== AVAILABLE DATA ==

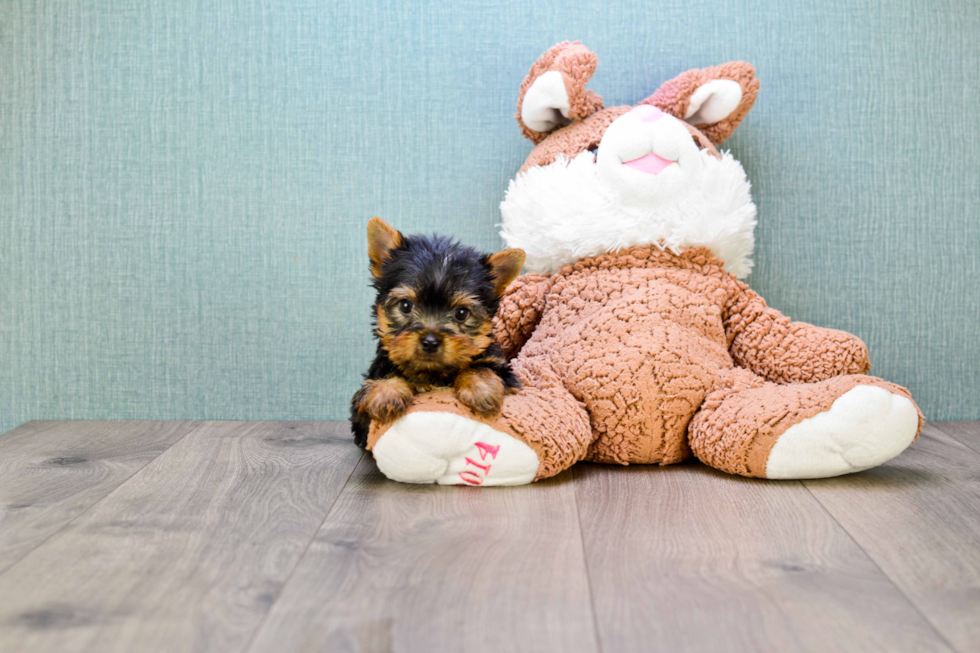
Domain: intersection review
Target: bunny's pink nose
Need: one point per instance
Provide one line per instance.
(648, 113)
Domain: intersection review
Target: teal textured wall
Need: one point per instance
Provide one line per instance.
(184, 185)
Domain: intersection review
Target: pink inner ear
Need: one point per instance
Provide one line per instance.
(648, 113)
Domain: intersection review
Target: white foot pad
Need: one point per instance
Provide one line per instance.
(864, 427)
(449, 449)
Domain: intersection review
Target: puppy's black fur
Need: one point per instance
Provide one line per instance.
(435, 300)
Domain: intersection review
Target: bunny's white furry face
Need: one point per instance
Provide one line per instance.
(648, 182)
(603, 179)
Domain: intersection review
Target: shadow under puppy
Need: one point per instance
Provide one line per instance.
(433, 310)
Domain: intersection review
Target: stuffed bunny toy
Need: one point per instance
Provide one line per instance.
(633, 338)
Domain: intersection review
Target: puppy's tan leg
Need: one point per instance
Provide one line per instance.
(385, 400)
(480, 390)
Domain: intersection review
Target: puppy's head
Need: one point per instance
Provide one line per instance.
(435, 298)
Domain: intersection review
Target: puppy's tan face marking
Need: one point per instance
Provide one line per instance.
(463, 331)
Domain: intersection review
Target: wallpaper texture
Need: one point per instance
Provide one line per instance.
(184, 186)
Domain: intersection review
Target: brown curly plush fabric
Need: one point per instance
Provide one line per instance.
(576, 63)
(644, 356)
(654, 354)
(674, 96)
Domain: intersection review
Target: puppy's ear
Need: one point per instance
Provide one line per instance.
(382, 239)
(553, 94)
(505, 265)
(715, 100)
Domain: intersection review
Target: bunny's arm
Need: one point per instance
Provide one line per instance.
(767, 342)
(519, 312)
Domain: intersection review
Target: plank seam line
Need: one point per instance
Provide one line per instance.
(888, 577)
(258, 628)
(37, 546)
(585, 561)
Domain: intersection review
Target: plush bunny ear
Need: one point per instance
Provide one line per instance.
(553, 94)
(715, 100)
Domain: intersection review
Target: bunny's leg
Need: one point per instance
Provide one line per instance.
(845, 424)
(540, 431)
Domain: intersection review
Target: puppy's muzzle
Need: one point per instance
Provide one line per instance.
(430, 343)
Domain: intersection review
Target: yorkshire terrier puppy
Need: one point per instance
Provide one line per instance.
(432, 316)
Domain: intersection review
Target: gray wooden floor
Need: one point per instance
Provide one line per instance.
(274, 536)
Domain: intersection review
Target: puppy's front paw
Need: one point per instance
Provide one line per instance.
(385, 400)
(480, 390)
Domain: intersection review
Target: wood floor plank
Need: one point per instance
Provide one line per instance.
(189, 553)
(50, 472)
(967, 433)
(684, 558)
(428, 568)
(918, 517)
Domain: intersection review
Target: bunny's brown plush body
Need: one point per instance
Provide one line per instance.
(632, 336)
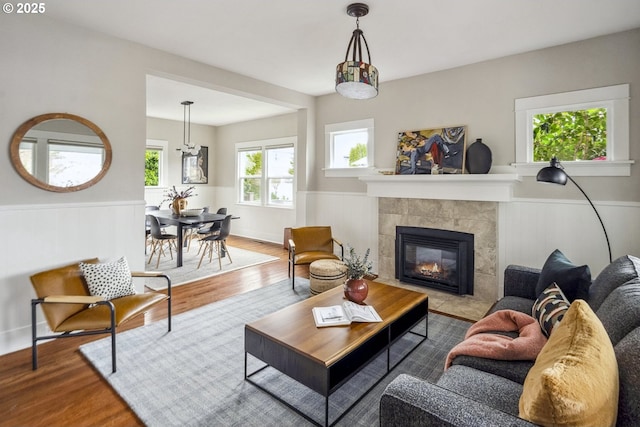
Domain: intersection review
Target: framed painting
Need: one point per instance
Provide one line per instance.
(431, 151)
(195, 168)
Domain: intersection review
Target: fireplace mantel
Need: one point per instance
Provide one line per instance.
(489, 187)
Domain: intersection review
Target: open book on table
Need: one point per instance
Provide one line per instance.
(337, 315)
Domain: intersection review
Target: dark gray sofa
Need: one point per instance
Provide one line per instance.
(483, 392)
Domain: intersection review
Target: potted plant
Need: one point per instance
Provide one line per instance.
(178, 199)
(355, 287)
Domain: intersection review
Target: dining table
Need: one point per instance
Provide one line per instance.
(167, 217)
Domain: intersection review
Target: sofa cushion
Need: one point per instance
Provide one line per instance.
(109, 279)
(620, 271)
(572, 279)
(549, 308)
(514, 370)
(574, 380)
(627, 355)
(492, 390)
(620, 312)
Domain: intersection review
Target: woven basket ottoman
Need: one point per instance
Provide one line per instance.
(325, 274)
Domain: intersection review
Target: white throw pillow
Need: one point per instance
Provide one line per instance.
(110, 279)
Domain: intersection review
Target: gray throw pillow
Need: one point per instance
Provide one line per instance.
(574, 280)
(109, 280)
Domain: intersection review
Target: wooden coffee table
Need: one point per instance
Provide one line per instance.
(323, 359)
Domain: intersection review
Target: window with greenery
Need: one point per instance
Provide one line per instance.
(570, 135)
(587, 130)
(349, 148)
(266, 172)
(155, 164)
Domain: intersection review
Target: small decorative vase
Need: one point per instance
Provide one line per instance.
(356, 290)
(478, 159)
(178, 205)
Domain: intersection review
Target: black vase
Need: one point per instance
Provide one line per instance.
(478, 159)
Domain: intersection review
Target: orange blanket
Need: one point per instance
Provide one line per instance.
(479, 343)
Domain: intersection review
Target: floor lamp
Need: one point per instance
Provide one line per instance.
(555, 174)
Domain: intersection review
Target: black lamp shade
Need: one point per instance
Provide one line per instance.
(552, 174)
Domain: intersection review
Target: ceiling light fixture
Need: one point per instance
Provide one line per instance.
(188, 147)
(355, 78)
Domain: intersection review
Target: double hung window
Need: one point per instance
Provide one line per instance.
(265, 172)
(587, 130)
(349, 148)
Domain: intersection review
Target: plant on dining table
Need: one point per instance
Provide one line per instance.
(173, 194)
(357, 267)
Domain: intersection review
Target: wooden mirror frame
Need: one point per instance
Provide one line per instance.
(19, 135)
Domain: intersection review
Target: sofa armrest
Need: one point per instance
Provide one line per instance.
(408, 401)
(521, 281)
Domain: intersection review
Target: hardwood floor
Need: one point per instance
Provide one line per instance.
(67, 391)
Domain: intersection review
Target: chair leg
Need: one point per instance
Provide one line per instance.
(34, 345)
(226, 251)
(154, 243)
(204, 252)
(293, 275)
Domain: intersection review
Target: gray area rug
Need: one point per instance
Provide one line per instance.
(190, 271)
(194, 375)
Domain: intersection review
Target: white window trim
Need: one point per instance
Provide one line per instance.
(354, 171)
(614, 98)
(162, 145)
(262, 145)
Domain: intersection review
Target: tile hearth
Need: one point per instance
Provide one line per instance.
(456, 305)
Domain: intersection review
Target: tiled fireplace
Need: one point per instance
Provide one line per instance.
(435, 258)
(478, 218)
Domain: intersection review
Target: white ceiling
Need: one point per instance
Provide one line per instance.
(297, 43)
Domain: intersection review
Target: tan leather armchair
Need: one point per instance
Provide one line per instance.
(71, 311)
(308, 244)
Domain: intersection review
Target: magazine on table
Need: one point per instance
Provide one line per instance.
(345, 314)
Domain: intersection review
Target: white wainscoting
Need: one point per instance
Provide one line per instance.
(353, 218)
(38, 237)
(532, 229)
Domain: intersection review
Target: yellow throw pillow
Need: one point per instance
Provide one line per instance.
(574, 381)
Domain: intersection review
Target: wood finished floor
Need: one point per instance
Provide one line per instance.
(67, 391)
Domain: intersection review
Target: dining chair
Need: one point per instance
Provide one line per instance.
(209, 229)
(160, 239)
(218, 240)
(191, 230)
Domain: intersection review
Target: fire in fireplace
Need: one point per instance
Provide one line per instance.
(439, 259)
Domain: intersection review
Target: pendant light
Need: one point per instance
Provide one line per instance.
(187, 146)
(355, 78)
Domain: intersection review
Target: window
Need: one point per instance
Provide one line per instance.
(265, 171)
(156, 163)
(587, 130)
(349, 148)
(73, 163)
(61, 159)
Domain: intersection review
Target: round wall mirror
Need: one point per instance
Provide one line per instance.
(60, 152)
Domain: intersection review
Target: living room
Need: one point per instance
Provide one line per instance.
(59, 67)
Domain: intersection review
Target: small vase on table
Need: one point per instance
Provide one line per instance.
(178, 205)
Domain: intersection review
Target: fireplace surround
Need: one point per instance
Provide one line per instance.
(474, 217)
(435, 258)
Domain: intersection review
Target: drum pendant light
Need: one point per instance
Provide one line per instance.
(188, 147)
(355, 78)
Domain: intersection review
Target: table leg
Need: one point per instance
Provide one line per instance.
(179, 248)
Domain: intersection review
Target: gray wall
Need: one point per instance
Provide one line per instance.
(481, 96)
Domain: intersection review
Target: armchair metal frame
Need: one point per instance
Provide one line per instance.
(311, 250)
(90, 300)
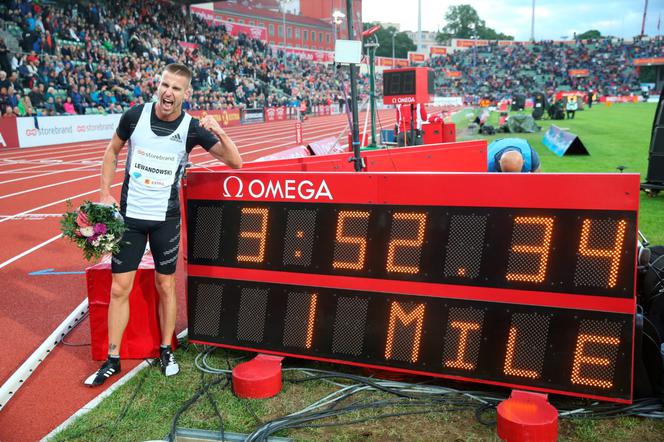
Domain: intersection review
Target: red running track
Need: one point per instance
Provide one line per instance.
(34, 187)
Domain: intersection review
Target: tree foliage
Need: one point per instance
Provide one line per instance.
(402, 42)
(463, 21)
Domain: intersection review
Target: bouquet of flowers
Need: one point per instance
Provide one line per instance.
(95, 228)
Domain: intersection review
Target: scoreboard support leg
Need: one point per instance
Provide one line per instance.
(527, 416)
(259, 378)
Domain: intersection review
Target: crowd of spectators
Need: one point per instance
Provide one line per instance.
(496, 71)
(103, 57)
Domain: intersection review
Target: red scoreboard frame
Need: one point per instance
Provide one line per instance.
(519, 280)
(408, 86)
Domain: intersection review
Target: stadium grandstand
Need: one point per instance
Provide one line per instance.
(605, 67)
(101, 57)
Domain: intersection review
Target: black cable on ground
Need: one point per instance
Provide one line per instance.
(203, 390)
(121, 416)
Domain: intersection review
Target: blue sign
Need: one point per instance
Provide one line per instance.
(562, 142)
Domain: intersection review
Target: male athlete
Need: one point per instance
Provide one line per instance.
(160, 137)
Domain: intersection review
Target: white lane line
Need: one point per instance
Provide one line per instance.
(29, 251)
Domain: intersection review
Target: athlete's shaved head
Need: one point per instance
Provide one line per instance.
(511, 161)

===

### TASK DETAILS
Tally the lines in the entries above that contain the string "head", with case counting. Give only the number.

### OUTPUT
2